WHAT NEEDS TO BE DONE
Return each line of the records holding the string "white".

[Start of section]

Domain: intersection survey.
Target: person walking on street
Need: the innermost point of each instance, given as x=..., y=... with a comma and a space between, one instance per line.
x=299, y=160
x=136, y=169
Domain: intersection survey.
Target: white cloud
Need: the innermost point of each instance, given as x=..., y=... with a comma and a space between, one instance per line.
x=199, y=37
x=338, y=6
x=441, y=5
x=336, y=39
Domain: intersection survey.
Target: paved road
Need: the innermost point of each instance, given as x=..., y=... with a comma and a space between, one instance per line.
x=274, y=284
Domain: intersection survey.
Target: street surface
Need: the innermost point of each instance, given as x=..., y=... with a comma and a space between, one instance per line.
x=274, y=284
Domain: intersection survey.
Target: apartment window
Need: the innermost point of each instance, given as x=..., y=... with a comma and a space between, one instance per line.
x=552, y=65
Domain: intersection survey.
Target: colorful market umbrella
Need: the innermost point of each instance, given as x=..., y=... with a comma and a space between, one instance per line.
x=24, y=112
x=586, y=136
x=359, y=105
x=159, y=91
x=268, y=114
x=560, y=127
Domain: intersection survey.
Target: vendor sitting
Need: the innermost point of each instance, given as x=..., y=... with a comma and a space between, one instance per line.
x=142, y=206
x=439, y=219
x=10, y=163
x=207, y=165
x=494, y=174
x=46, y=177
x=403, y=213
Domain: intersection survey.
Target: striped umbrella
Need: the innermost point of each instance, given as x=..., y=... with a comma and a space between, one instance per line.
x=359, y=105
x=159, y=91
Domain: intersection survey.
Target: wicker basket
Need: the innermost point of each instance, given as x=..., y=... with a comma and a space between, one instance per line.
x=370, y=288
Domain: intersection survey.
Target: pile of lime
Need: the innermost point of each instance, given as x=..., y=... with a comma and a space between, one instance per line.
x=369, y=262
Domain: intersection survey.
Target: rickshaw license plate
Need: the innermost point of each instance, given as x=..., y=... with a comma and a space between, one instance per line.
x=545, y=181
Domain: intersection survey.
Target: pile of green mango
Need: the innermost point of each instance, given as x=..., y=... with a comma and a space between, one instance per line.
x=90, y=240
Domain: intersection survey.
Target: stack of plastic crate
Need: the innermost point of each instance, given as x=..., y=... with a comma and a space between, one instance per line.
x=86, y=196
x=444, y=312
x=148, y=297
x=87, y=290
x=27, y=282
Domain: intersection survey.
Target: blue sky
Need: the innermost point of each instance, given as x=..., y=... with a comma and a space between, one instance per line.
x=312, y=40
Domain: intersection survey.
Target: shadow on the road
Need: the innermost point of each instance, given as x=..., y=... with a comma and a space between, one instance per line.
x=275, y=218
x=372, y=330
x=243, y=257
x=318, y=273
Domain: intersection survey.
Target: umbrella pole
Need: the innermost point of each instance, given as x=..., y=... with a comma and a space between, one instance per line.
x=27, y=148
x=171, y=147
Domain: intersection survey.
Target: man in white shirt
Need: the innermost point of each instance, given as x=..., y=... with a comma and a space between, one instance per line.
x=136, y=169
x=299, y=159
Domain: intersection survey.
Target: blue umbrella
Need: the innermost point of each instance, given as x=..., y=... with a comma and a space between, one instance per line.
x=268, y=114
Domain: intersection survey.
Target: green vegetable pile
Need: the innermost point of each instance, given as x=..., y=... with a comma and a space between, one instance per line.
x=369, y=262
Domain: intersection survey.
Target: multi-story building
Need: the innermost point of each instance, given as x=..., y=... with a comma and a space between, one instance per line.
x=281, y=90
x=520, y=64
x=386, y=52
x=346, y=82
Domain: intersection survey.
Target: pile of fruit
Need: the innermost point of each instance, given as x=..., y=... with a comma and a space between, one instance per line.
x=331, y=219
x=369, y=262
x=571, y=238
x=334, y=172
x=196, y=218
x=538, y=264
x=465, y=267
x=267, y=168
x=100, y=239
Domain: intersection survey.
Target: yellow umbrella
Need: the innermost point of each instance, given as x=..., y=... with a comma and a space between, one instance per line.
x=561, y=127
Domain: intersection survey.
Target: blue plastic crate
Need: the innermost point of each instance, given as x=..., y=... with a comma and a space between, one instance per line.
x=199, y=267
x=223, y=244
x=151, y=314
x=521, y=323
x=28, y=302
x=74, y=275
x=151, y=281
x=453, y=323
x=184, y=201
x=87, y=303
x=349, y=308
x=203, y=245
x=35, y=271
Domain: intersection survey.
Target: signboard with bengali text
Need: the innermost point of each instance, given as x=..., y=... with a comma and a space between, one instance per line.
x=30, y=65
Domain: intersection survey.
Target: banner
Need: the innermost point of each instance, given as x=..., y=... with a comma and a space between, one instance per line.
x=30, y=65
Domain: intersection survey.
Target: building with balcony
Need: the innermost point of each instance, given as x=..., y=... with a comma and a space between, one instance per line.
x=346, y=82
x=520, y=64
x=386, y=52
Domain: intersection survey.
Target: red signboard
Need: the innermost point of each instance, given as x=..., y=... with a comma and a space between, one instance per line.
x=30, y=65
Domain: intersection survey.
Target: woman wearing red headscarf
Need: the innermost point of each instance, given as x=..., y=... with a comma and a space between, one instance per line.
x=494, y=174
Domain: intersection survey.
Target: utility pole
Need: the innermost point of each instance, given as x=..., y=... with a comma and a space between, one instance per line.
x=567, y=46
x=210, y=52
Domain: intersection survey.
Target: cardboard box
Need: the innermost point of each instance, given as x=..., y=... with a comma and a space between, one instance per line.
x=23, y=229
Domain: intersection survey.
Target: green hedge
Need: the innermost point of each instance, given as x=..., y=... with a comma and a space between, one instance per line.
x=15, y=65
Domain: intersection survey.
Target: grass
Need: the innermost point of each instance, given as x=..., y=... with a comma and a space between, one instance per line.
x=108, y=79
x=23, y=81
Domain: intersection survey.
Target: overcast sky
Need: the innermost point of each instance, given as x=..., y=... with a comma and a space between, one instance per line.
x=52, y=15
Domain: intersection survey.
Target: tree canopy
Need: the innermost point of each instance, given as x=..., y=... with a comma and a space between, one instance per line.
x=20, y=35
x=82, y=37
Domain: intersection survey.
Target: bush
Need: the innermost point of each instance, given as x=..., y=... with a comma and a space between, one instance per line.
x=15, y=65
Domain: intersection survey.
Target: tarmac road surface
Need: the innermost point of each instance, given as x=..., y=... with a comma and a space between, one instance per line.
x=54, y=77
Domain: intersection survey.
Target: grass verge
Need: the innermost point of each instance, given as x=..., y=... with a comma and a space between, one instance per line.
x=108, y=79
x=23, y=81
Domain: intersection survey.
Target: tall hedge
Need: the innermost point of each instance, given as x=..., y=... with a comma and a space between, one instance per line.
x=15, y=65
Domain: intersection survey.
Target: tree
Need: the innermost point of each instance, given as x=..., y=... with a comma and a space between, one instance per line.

[End of section]

TASK RESULT
Target: white cloud
Target: man in white shirt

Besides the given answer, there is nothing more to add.